::: Entries :::
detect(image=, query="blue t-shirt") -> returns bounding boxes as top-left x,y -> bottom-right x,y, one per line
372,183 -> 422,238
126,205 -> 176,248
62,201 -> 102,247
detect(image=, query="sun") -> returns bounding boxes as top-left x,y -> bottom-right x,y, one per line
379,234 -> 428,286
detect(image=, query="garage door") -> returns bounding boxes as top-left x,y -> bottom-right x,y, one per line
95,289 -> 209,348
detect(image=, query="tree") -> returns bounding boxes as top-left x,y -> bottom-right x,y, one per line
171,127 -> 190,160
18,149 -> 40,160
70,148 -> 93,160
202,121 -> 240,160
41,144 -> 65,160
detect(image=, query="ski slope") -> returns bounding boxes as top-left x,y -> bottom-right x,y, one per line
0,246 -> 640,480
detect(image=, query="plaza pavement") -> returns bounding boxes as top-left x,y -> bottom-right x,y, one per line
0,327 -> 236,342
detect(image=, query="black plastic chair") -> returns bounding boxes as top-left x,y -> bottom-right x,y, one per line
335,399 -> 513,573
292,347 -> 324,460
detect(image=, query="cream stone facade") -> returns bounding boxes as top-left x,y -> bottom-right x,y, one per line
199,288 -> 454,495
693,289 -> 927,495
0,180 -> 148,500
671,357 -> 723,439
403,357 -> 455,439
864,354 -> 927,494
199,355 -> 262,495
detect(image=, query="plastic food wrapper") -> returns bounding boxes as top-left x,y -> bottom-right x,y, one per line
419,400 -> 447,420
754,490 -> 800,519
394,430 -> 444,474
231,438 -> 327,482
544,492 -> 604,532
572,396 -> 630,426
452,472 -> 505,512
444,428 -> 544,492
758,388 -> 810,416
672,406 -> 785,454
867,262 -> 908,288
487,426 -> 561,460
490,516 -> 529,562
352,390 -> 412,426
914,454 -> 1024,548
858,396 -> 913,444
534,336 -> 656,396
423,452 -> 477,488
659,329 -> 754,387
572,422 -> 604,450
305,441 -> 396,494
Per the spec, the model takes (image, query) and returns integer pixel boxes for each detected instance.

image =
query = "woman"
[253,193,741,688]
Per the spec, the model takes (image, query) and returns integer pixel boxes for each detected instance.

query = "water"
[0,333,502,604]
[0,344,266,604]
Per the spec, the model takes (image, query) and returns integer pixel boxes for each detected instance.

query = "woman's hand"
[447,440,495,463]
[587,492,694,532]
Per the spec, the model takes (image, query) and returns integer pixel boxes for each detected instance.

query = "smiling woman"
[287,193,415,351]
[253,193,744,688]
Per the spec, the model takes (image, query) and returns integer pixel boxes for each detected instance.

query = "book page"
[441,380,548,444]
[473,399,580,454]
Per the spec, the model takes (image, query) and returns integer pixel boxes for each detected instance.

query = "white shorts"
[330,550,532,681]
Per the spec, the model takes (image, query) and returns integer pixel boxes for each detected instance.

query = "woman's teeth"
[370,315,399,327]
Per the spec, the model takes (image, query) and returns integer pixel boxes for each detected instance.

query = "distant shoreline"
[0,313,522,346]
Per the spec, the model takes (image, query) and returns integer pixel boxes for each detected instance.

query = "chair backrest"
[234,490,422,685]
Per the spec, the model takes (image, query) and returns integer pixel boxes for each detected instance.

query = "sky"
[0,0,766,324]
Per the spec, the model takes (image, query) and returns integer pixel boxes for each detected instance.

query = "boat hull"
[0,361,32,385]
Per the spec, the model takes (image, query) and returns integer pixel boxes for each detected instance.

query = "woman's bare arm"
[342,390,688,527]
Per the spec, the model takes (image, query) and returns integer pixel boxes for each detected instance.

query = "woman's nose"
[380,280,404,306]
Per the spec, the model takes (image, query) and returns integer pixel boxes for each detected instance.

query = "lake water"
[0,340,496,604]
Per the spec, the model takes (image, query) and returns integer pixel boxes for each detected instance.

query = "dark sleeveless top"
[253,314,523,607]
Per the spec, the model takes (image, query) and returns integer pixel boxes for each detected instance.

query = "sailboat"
:::
Prompt – Lay out all of the lines above as a numbered list, leaving out the blank lines.

Full response –
1. detect(image=, query="blue t-shirt") -> returns bounding boxes as top-left x,y -> bottom-right x,y, one per line
2. 372,183 -> 422,238
3. 126,205 -> 176,248
4. 62,201 -> 102,247
5. detect(image=, query="sun") -> returns bounding boxes as top-left x,y -> bottom-right x,y, one per line
6. 379,234 -> 428,286
7. detect(image=, query="garage door") -> returns bounding boxes as top-left x,y -> bottom-right x,y, one per line
8. 95,289 -> 209,348
9. detect(image=, query="tree") -> returns bounding boxes as top-left x,y -> bottom-right x,y, one per line
10. 171,127 -> 190,160
11. 18,149 -> 40,160
12. 70,148 -> 93,160
13. 202,121 -> 240,160
14. 41,144 -> 65,160
15. detect(image=, query="ski slope") -> returns bounding boxes as top-left x,y -> bottom-right x,y, one per line
16. 0,246 -> 640,480
17. detect(image=, query="plaza pavement") -> returns bounding boxes as top-left x,y -> bottom-right x,y, one per line
18. 0,327 -> 236,342
19. detect(image=, query="black plastic chair") -> returns bounding boxes as top-left x,y -> bottom-right x,y, one per line
20. 335,399 -> 513,573
21. 292,347 -> 324,460
22. detect(image=, query="cream stone facade") -> returns bounding boxes as top-left x,y -> bottom-right x,y, one per line
23. 199,288 -> 454,495
24. 693,289 -> 927,495
25. 0,180 -> 148,500
26. 671,357 -> 723,439
27. 403,357 -> 455,439
28. 864,354 -> 927,494
29. 199,355 -> 262,495
30. detect(image=, query="plastic food wrapper") -> returns bounding boxes as top-left x,y -> bottom-right x,y, one per line
31. 419,400 -> 447,420
32. 754,490 -> 800,519
33. 394,430 -> 444,474
34. 231,438 -> 327,482
35. 544,492 -> 604,532
36. 572,396 -> 630,426
37. 452,472 -> 505,512
38. 444,428 -> 544,492
39. 758,388 -> 810,416
40. 672,406 -> 785,454
41. 867,262 -> 908,288
42. 487,426 -> 561,460
43. 490,516 -> 529,562
44. 352,390 -> 412,426
45. 914,454 -> 1024,548
46. 858,396 -> 913,444
47. 534,336 -> 656,396
48. 423,452 -> 477,488
49. 659,329 -> 754,387
50. 572,422 -> 604,450
51. 305,441 -> 396,494
52. Per the spec, the model takes (image, query) and returns integer pixel boxes for each detected instance.
53. image =
54. query = "woman"
55. [253,193,741,688]
56. Per the spec, the model takes (image, query) and returns integer pixel boxes for each detected instance.
57. query = "water"
58. [0,333,502,604]
59. [0,344,266,604]
60. Per the spec, the model takes (image, query) and returns integer pixel boxes for each detected instance.
61. query = "woman's hand"
62. [447,440,495,463]
63. [587,492,694,532]
64. Per the spec, the model takes (image, query) and returns integer pixel boxes for each detected instance.
65. query = "smiling woman"
66. [287,193,415,351]
67. [253,193,744,688]
68. Per the spec, the model takes (image, query) and returns integer pixel boxes for each detected instance.
69. query = "book page"
70. [441,380,548,444]
71. [473,399,580,454]
72. Per the spec, the model takes (image, query) and returns integer pixel boxes for each detected instance.
73. query = "white shorts"
74. [330,550,532,681]
75. Per the spec, the model takes (image, query) and returns integer pixel boxes for each detected instance.
76. query = "woman's teeth"
77. [370,315,399,327]
78. Per the spec, the model takes (image, query) and returns integer pixel boxes for each detected instance.
79. query = "distant shoreline"
80. [0,313,522,346]
81. Per the spec, the model takes (image, query) and returns integer pixel boxes for each detected instance.
82. query = "chair backrest"
83. [234,490,422,685]
84. Per the spec, the model takes (image, query) and returns integer pixel boxes for each detected instance.
85. query = "sky"
86. [0,0,766,324]
87. Per the spec, the model takes (image, query) and returns integer pixel boxes for each detected instance.
88. query = "boat hull"
89. [0,361,32,385]
90. Per the spec, the model takes (image, query) and returns integer pixel boxes for each detected instance.
91. query = "woman's bare arm"
92. [342,390,688,527]
93. Per the spec, the model takes (image, query) and returns integer pixel boxes for each detected instance.
94. query = "woman's nose"
95. [380,280,404,306]
96. Per the spec, the model takes (image, query) and returns integer pixel boxes for each detected instance.
97. query = "lake water"
98. [0,340,496,604]
99. Per the spec, the model takes (image, query) and returns integer pixel boxes for each detected instance.
100. query = "dark sleeveless top"
101. [253,314,523,607]
102. Per the spec, the model takes (image, query) and returns integer pixel boxes for each detected instance.
103. query = "sailboat"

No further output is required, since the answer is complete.